Quoted passage =
|---|

Q & A: IDDP Fellow Madeline Jalbert

At the Institute for Data, Democracy & Politics, Jalbert will study how our contexts and experiences impact the way we judge truth and anticipate risk.

Madeline Jalbert
August 16, 2022

IDDP's research fellowships support projects by Ph.D. or other terminal degree holders at any stage of their career. The research should align with IDDP’s mission to help the public, journalists and policymakers understand digital media’s influence on public dialogue and opinion and to develop sound solutions to disinformation and other ills that arise in these spaces. This Q & A is part of a series in which GW Today introduces the fellows to the university community.

Madeline Jalbert is a postdoctoral student in the Information School at the University of Washington. She studies how context and subjective experiences influence memory, judgment and decision-making. Her work focuses on factors impacting judgments of truth and risk, as well as how these judgments play out in naturalistic contexts, with the goal of developing effective strategies to prevent and correct the spread of misinformation. Her project will be conducted with University of Washington political science doctoral student Morgan Walk.

 

Q: What is the aim of your research project with IDDP?

|---|

Data provided =
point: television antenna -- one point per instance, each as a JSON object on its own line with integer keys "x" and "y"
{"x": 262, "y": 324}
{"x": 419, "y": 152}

|---|

Exercise requirements = Can you continue the Q & A with IDDP fellow Madeline Jalbert, picking up right after its last line?

Answer to this exercise =
A: As it has elsewhere, misinformation has accompanied the increased use of modern portable communications devices, like cell phones, in sub-Saharan Africa. While there is a high awareness of a “misinfodemic” and the subsequent spread of political misinformation, the impact of these narratives on electoral outcomes remains understudied, particularly in the global south.

The aim of our research project is to study the interplay between misinformation narratives and perceptions of election integrity over the course of Kenya’s 2022 general election. We will conduct large-scale surveys before and after the election which include measures of familiarity with and belief in misinformation narratives, trust in the electoral process, voting intent and behavior and other key metrics.

Our surveys will be completed by the same individuals both before and after the election. This will allow us to investigate how perceptions of election integrity and individual endorsements of misinformed narratives function in the build-up to an election, as well as how or if they change afterwards. Specifically, we’ll investigate key questions including:

  • Where are people being exposed to different misinformation narratives?
  • How do familiarity with, and belief in, these misinformation narratives impact voting behavior, measures of trust and the likelihood of considering engaging in violence?
  • How do these perceptions change as a result of the election outcome? Do people double down in belief in misinformation narratives when their party loses, or do they update their beliefs to be more in line with those of the prevailing political party?

 

Q: What role has technology played in worsening the “misinfodemic”?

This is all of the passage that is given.